◆ **Task to complete**
Turn every line of the records below into a numbered list, leaving out any blank lines.

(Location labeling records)
------------------------

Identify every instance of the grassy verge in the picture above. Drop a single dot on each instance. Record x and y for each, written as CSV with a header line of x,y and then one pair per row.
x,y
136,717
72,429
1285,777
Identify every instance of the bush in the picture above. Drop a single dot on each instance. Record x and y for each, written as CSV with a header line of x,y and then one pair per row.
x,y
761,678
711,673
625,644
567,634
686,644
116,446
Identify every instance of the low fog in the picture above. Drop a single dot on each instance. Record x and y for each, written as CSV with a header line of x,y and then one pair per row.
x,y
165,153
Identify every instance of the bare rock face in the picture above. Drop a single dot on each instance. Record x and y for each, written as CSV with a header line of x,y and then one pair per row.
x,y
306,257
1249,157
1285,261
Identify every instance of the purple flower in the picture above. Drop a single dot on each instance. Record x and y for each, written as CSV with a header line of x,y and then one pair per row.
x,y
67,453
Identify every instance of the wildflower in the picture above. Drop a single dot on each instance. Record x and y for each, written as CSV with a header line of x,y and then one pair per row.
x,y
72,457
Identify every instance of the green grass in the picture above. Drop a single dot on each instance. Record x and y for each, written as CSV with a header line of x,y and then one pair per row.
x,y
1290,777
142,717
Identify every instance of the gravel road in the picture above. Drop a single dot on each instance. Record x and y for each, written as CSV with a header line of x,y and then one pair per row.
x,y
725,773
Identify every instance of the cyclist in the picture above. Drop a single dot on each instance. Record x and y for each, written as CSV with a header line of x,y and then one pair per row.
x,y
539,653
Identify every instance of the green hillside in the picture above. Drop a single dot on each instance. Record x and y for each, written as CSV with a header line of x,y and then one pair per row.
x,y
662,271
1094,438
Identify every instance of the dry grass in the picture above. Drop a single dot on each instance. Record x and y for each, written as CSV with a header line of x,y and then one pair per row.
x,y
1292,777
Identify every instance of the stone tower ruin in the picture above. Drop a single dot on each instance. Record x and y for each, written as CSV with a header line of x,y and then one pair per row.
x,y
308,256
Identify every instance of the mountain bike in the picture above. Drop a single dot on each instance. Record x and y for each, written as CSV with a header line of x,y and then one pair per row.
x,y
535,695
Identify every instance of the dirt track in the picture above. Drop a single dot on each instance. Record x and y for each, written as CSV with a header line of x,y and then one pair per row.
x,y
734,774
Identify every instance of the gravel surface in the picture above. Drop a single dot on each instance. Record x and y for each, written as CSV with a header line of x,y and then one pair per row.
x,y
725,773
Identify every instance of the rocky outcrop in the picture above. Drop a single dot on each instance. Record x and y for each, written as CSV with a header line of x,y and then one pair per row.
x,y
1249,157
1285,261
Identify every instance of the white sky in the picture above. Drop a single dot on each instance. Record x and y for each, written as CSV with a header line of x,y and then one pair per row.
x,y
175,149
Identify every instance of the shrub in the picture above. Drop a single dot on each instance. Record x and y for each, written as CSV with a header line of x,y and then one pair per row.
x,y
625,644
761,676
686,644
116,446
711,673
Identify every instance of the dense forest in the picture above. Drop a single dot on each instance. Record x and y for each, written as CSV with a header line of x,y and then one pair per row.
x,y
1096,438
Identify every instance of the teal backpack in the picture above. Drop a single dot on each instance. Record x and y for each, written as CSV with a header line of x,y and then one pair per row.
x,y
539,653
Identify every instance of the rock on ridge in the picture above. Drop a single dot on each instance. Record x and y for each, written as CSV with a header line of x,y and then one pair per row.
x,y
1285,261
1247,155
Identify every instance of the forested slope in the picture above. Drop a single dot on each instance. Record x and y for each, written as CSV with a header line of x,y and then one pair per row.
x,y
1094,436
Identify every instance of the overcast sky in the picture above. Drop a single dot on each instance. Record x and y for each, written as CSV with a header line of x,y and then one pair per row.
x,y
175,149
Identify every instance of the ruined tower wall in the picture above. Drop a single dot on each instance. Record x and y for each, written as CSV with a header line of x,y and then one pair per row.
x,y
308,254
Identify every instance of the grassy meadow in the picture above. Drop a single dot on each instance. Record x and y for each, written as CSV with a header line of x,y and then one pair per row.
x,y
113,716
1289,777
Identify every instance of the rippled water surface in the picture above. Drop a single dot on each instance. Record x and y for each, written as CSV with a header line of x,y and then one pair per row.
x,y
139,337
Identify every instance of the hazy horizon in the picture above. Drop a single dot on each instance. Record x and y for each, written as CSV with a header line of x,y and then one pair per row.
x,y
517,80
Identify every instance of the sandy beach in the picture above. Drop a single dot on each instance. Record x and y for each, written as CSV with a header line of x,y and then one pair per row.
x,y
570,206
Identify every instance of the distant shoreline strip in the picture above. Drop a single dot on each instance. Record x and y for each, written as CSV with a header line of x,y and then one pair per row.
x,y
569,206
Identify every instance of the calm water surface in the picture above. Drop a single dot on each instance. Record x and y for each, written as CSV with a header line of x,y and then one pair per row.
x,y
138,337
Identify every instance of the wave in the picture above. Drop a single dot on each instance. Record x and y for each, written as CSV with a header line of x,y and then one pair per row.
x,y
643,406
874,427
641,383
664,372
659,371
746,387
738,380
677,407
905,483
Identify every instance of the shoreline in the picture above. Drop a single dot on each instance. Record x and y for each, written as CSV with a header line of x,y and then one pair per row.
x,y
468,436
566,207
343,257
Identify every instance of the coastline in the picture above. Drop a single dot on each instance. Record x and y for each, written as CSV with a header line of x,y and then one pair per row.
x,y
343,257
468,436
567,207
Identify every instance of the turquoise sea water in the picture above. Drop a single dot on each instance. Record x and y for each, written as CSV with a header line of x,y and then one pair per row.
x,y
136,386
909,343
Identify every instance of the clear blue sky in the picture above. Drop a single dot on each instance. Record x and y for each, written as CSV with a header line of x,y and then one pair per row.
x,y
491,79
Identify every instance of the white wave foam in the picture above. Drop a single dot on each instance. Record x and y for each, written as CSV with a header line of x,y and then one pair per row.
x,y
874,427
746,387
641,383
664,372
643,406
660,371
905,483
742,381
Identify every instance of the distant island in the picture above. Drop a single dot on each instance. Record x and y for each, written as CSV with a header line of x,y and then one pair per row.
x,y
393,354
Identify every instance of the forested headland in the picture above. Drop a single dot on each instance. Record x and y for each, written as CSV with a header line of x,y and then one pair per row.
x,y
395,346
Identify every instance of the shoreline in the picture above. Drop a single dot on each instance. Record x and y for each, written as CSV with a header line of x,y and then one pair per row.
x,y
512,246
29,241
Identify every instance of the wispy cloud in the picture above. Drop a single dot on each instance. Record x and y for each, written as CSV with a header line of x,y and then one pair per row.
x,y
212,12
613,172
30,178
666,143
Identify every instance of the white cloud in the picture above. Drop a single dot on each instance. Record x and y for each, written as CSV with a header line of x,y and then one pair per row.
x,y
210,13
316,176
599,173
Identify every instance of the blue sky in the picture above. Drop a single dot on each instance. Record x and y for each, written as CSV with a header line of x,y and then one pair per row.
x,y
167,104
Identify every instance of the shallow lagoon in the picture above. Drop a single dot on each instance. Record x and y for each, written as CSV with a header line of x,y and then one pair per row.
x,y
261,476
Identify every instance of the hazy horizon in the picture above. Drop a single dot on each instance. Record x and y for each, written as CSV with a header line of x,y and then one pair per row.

------------------------

◆ **Task result**
1. Identify every instance of the grassy verge in the picture above. Drop a single dot on each instance. Record x and y for each, written as CSV with a header line of x,y and then one pair per row.
2. x,y
3. 136,717
4. 72,429
5. 1285,777
6. Identify every instance of the bush in the picture above. Drop a single dot on each instance. Record x and y for each, written as CSV with a header line of x,y and then one pair per row.
7. x,y
8. 761,678
9. 711,673
10. 625,644
11. 567,634
12. 686,644
13. 116,446
14. Identify every instance of the low fog in the picture above. Drop a single dot on each instance. Record x and y for each, written as CSV with a header line of x,y and then one pair per row.
15. x,y
16. 165,153
17. Identify every instance of the bare rock face in the picture above. Drop a single dot on each instance. Record x and y for each, written as CSV with a header line of x,y and then one pair per row.
18. x,y
19. 306,257
20. 1249,157
21. 1285,261
22. Identify every instance of the purple flower in the picture above. Drop a single dot on each instance. Record x and y for each, written as CSV with a header line of x,y and then one pair per row.
23. x,y
24. 67,453
25. Identify every instance of the wildflower in the picture above. Drop a single dot on each instance. Record x and y for each, written as CSV with a header line of x,y and then one pair per row.
26. x,y
27. 72,457
28. Identify every instance of the green grass in the picture above. Drop a single dot on each instance. Record x and y for each, written as CSV with a header line of x,y and then one pair per row.
29. x,y
30. 1290,777
31. 142,717
32. Identify every instance of the gravel road in the picture above. Drop a single dot on each instance. Record x and y for each, written as CSV with a header line of x,y and then one pair per row.
33. x,y
34. 725,773
35. Identify every instance of the cyclist in the picture above. Drop a single dot on each instance. Record x and y for each, written as CSV with a header line of x,y and then one pair per row.
36. x,y
37. 539,653
38. Identify every instance of the green hillside in the picture above. Drop a single dot on each instance. Record x and y for each, written as CSV with a header line of x,y and then one pair per row.
39. x,y
40. 662,271
41. 1094,438
42. Identify every instance of the dry grass in the picture above. Drop a single dot on each instance. Record x and y for each, written as CSV with a header line of x,y and then one pair per row.
43. x,y
44. 1292,777
45. Identify every instance of the stone tower ruin in the picture above. Drop a single dot on each instance. Record x and y for each, written as CSV with a header line of x,y and then one pair per row.
46. x,y
47. 308,256
48. Identify every instance of the mountain bike in the picture above. Drop a single dot on each instance. Record x and y for each, written as CSV with a header line of x,y and then one pair per row.
49. x,y
50. 535,695
51. Identify every instance of the dirt track in the picture above. Drop a single dot on each instance. Record x and y for each, written as CSV with a header line of x,y and then one pair per row.
52. x,y
53. 734,774
54. Identify every instance of the gravel surface in the picture above. Drop a single dot on each instance. Record x and y for each, written as CSV with a header line of x,y and then one pair per row.
55. x,y
56. 725,773
57. Identify every instance of the rocky outcrop in the picture above. Drop a single dot on each instance. Record x and y for each, written as CSV with a header line of x,y and then one pair per row.
58. x,y
59. 1249,157
60. 1285,261
61. Identify every instance of the white sky in the picture above. Drop a single dot on each instance. Record x and y for each, written as CSV with a header line of x,y and then one pair per row.
62. x,y
63. 175,149
64. Identify every instance of the shrub in the picture above. Drop a single dot on each instance. Record x and y for each, written as CSV with a header line of x,y and then one pair per row.
65. x,y
66. 625,644
67. 761,676
68. 686,644
69. 116,446
70. 711,673
71. Identify every instance of the dense forest in the picture above. Drop a single dot on each instance. Record x and y for each, written as CSV with a header line of x,y and then one pair per row.
72. x,y
73. 1096,438
74. Identify every instance of the teal backpack in the picture above. Drop a single dot on each instance. Record x and y for each, written as CSV with a header line of x,y and then one pair per row.
75. x,y
76. 539,653
77. Identify every instance of the rock on ridge in the picture above. Drop a single dot on each instance. Record x and y for each, written as CSV with a header line of x,y and then one pair per row.
78. x,y
79. 1285,261
80. 1247,155
81. Identify every instance of the forested slope in the picture above. Drop a single dot on each instance. Record x and y for each, written as CSV with a header line of x,y and then one pair per row.
82. x,y
83. 1094,436
84. Identify every instance of the overcast sky in the picture above. Drop a single dot on each instance. Record x and y for each, written as CSV with a header line of x,y and then one pair per row.
85. x,y
86. 175,149
87. Identify every instance of the ruined tower wall in the picture above. Drop a single dot on each instance. Record x and y for each, written as CSV with a header line of x,y and then one pair per row.
88. x,y
89. 308,254
90. Identify every instance of the grassy meadow in the picture above. Drop a single dot on each instance. Record x and y for each, written as CSV with a header line of x,y and then one pair per row.
91. x,y
92. 113,716
93. 1289,777
94. Identify every instance of the rippled water surface in the picture above. Drop a single dot on each instance. Record x and y for each, written as CSV with a header line of x,y and then one pair per row.
95. x,y
96. 139,337
97. Identify every instance of the hazy horizon in the picture above. Drop a single dot on each instance. Record x and y for each, written as CSV with a header line of x,y and then one pair per row.
98. x,y
99. 517,80
100. Identify every instance of the sandy beach in the picture above. Drop a single dot on each instance. Record x and y for each, written as CSV with a header line of x,y and then one pair per row.
101. x,y
102. 570,206
103. Identify every instance of the distant shoreline strip in the picture above. Drop a single dot on each instance. Record x and y for each, written as CSV with a header line of x,y and then one pair per row.
104. x,y
105. 569,206
106. Identify every instance of the calm water surface in the picture above. Drop a single dot on each instance. Record x and y for each, written as CSV with a header line of x,y and then one pair per row.
107. x,y
108. 138,337
109. Identify every instance of the wave in the picture above. Drop a single dot on each instance. Record x and y for each, written as CSV with a header line of x,y and then one pair per row.
110. x,y
111. 643,406
112. 874,427
113. 641,383
114. 664,372
115. 659,371
116. 746,387
117. 738,380
118. 677,407
119. 905,483
120. Identify every instance of the shoreline in the picture above. Drop a single dot on each instance. Record x and y for each, written as CSV with a header line of x,y and then one pair per row.
121. x,y
122. 468,436
123. 566,207
124. 343,257
125. Identify every instance of the coastline in the picture above. Drop a single dot on each instance. Record x and y for each, written as CSV with a header line of x,y and then one pair per row.
126. x,y
127. 343,257
128. 468,436
129. 567,207
130. Identify every instance of the turquoise sea water in the picture above. Drop a single dot on each instance. Record x and y for each, written as CSV with a header line of x,y and then one pair per row.
131. x,y
132. 136,386
133. 909,343
134. Identify every instance of the clear blue sky in the picture above. Drop a single dot on each instance. Record x and y for each, written as CSV with a header line of x,y and then one pair per row.
135. x,y
136. 491,79
137. Identify every instance of the white wave foam in the picture above. Drop a single dot on each instance. Record x and y for each, written as CSV with a header line of x,y and then one pair per row.
138. x,y
139. 874,427
140. 746,387
141. 641,383
142. 664,372
143. 643,406
144. 660,371
145. 905,483
146. 742,381
147. Identify every instance of the distant island in the picture above. Drop a single dot on each instance. Record x and y for each, written as CSV with a header line of x,y and then one pair per row.
148. x,y
149. 393,354
150. Identify every instance of the forested headland in the picture above. Drop a single dot on each instance. Record x and y for each, written as CSV with a header line of x,y and then one pair per row.
151. x,y
152. 395,346
153. Identify every instance of the shoreline in the picture above. Drop a single dot on each instance. Record x and y for each, written as CSV with a header line of x,y and then one pair per row.
154. x,y
155. 512,246
156. 29,241
157. Identify every instance of the wispy cloud in the picture above. Drop a single dot on each instance. Record x and y for each, written as CSV with a header line of x,y and then one pair per row.
158. x,y
159. 212,12
160. 613,172
161. 30,178
162. 666,143
163. Identify every instance of the white cloud in the picture above. Drop a single dot on each instance. Record x and y for each, written as CSV with a header line of x,y and then one pair per row.
164. x,y
165. 210,13
166. 316,176
167. 599,173
168. Identify every instance of the blue sky in the picture above. Drop a single dot on each instance. Record x and y for each, written as CSV with a header line of x,y and then one pair per row.
169. x,y
170. 167,104
171. Identify every instance of the shallow lagoon in the picture above. Drop a single dot on each instance. Record x and y for each, written as CSV with a header line of x,y and then one pair per row.
172. x,y
173. 261,476
174. Identify every instance of the hazy horizon in the picture above. Drop a single dot on each instance. Record x and y for each, written as CSV with a header line of x,y and then one pair per row.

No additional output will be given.